▸ Source text:
Peripheral Vascular Disease
Peripheral vascular disease (PVD) is the narrowing of the arteries, and obstruction of blood flow to the limbs.
Patients often have leg pain, cramping, or muscle pain in the arms or legs from walking, or other physical activities. The pain might disappear after a few minutes of rest depending on the severity and location of the clogged artery. Other symptoms might include arm, leg, hand, and foot numbness, weakness, coldness, sores or discoloration, hair and toenail loss, or slow growth, shiny leg skin, a weakened pulse, and erectile dysfunction for men.
Peripheral vascular disease is often caused by fatty deposit (plaques) that build up in the artery walls and restrict blood and oxygen flow to the limbs. Blood vessel inflammation, limb injuries or deformities, or radiation exposure can also lead to the onset of the disease.
There are a variety of treatments to manage the symptoms, stop the progression of plaque buildup, and reduce the risk of a stroke or heart attack.

▸ Dataset excerpt:
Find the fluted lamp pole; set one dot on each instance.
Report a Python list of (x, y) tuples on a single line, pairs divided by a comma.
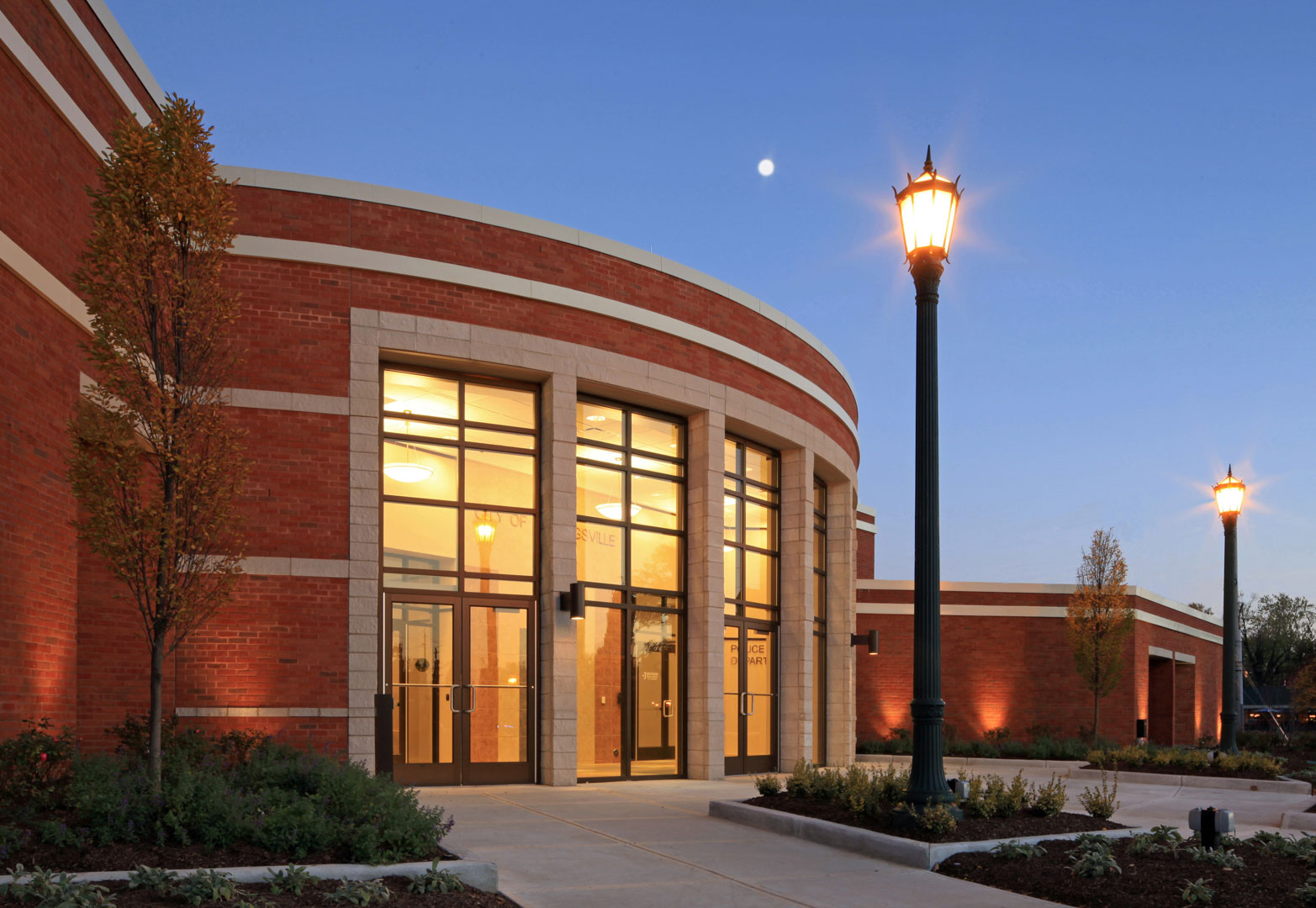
[(1229, 493), (928, 207)]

▸ Brief: Can you continue the article on peripheral vascular disease, picking up right after its final sentence about treatments?

▸ Answer for this exercise:
Quitting smoking, losing weight, and a healthy diet can help reduce the damage of peripheral vascular disease.
Cholesterol lowering medications (statins) can help reduce the “bad” cholesterol and plaque buildup in the arteries. High blood pressure medications can reduce the tightness of the blood vessels and arteries, while aspirin or blood clot-preventing drugs (Plavix) can reduce plaque buildup.
Angioplasty & Stents
A tiny balloon is inflated inside the artery (angioplasty) and a wire mesh (stent) is permanently implanted to keep the artery walls open for improved blood and oxygen flow.
Coronary Bypass Surgery
During surgery, an artery or vein from another body part is used to bypass the blocked or narrowed heart artery to increase blood flow.